Could you put the items from the line with "Could you please drop a point on the tree trunk" to the line with "<point>488,679</point>" into a Markdown table with the columns Row and Line, one numbered row per line and no blank lines?

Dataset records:
========================================================================
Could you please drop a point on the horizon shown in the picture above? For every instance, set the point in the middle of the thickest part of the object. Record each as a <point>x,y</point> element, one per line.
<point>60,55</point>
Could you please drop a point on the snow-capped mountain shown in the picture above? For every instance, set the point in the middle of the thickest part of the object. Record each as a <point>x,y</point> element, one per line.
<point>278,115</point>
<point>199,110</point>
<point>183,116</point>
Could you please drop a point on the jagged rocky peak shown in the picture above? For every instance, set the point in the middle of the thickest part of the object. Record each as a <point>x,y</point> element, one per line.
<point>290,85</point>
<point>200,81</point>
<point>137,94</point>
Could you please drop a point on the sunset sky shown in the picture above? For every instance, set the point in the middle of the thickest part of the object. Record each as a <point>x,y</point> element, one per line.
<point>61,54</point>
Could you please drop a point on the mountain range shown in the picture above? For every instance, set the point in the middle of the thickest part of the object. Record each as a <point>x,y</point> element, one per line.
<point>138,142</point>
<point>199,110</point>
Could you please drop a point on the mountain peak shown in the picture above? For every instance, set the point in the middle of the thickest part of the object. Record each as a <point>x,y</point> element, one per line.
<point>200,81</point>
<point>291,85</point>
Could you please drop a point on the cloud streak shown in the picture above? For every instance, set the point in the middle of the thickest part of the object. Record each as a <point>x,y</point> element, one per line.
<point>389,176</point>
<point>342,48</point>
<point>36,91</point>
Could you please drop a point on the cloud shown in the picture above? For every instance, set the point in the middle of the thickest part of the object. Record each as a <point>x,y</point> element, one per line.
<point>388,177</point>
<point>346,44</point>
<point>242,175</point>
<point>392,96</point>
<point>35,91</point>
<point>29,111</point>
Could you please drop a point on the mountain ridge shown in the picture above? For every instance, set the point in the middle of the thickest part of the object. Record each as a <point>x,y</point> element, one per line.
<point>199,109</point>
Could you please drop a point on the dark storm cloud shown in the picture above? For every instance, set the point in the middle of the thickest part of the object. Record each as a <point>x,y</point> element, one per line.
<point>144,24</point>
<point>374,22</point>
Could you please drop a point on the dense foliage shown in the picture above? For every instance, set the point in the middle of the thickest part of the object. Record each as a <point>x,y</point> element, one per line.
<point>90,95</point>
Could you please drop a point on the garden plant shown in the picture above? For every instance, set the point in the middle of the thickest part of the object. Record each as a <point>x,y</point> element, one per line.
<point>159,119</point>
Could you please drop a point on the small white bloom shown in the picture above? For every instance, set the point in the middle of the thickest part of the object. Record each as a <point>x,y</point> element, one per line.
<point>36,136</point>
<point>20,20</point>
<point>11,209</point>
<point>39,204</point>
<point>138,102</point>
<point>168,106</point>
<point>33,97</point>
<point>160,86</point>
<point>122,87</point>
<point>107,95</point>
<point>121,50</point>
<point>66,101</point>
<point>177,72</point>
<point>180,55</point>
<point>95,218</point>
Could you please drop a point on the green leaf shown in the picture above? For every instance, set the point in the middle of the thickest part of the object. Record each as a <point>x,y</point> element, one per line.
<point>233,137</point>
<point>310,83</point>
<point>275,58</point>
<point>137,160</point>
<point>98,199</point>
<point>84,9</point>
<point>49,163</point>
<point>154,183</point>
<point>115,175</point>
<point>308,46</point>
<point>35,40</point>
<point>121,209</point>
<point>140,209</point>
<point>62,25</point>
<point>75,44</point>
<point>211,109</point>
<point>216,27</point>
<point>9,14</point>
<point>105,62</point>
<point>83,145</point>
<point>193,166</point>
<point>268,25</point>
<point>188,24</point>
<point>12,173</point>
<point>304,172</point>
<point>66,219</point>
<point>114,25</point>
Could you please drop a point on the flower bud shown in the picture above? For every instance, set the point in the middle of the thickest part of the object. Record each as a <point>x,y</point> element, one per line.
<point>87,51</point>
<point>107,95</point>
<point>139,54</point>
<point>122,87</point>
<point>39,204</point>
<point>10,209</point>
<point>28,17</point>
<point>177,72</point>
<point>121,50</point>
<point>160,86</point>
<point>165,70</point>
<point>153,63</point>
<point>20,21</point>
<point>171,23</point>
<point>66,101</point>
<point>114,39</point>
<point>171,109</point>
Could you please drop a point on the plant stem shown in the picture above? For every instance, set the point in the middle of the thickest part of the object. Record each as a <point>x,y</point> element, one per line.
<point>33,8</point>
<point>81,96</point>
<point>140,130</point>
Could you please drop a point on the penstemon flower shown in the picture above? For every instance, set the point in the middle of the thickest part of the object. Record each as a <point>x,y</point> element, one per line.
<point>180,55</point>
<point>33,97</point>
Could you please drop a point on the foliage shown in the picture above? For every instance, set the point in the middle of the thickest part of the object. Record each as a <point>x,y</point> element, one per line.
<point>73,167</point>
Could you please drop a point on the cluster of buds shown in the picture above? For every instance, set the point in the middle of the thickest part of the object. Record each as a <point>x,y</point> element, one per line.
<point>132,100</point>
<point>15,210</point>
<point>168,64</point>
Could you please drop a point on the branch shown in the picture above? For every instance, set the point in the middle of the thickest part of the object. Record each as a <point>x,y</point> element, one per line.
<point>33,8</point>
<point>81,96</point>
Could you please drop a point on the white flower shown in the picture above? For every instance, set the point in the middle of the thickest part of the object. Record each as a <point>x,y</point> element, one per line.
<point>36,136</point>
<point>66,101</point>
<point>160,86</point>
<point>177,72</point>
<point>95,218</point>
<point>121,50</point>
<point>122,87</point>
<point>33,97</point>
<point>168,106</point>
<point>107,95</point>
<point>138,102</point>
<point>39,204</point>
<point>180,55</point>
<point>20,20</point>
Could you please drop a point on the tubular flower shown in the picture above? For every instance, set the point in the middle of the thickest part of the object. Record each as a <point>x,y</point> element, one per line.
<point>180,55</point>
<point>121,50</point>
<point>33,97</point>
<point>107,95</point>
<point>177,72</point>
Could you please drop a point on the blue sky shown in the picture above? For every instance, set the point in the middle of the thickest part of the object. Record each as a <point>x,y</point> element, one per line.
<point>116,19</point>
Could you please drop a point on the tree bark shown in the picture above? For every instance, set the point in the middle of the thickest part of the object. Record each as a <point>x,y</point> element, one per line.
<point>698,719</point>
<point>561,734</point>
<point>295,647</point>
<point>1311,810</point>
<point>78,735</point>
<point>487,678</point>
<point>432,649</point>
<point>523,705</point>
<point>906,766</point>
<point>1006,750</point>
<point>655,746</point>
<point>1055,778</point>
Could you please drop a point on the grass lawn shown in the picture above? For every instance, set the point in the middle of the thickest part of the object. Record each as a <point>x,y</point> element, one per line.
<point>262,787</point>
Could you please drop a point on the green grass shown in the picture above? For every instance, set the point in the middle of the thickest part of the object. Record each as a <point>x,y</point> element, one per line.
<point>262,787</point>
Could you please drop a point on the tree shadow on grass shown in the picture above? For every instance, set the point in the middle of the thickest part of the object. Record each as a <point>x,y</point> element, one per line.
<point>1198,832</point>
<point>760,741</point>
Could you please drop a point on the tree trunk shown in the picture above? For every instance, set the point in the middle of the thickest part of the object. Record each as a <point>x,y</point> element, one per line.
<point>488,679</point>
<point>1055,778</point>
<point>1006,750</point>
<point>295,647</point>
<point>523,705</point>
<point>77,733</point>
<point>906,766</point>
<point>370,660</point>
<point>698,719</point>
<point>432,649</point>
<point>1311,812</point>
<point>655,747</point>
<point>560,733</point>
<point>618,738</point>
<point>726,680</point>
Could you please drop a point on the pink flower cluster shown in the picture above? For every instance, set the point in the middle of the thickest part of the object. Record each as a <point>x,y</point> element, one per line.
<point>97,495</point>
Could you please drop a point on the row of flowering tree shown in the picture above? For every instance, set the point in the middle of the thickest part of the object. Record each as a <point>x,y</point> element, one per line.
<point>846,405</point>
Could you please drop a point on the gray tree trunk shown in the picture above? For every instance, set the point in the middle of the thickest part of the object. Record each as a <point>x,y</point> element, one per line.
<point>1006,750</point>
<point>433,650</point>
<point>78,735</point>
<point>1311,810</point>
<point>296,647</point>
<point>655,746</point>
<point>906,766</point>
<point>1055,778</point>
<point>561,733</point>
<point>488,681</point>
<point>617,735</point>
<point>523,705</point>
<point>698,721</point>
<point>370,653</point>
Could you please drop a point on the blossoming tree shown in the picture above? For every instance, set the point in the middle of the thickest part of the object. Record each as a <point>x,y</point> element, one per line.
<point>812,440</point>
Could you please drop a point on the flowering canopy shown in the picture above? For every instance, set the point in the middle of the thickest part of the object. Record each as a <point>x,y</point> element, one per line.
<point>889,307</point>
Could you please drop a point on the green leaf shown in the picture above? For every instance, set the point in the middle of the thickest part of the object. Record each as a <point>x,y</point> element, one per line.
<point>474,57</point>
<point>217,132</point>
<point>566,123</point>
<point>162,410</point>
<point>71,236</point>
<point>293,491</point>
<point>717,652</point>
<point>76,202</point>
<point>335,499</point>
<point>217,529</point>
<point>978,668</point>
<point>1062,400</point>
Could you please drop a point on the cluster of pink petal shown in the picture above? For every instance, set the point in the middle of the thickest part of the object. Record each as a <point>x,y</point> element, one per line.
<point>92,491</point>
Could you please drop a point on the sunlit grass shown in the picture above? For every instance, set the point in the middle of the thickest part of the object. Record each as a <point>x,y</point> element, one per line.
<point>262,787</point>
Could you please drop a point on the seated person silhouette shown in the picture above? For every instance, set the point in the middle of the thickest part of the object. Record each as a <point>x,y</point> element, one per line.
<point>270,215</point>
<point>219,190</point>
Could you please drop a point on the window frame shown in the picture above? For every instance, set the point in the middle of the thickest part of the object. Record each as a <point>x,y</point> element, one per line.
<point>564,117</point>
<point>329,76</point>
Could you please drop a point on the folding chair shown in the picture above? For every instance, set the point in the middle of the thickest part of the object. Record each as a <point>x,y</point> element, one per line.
========================================================================
#### [Answer for the task]
| Row | Line |
|---|---|
| 1 | Could you please drop a point on the tree trunk shown in the picture above? For every instance, set the point in the middle of the thickest part of the object. Record each as a <point>x,y</point> element, one per line. |
| 2 | <point>488,679</point> |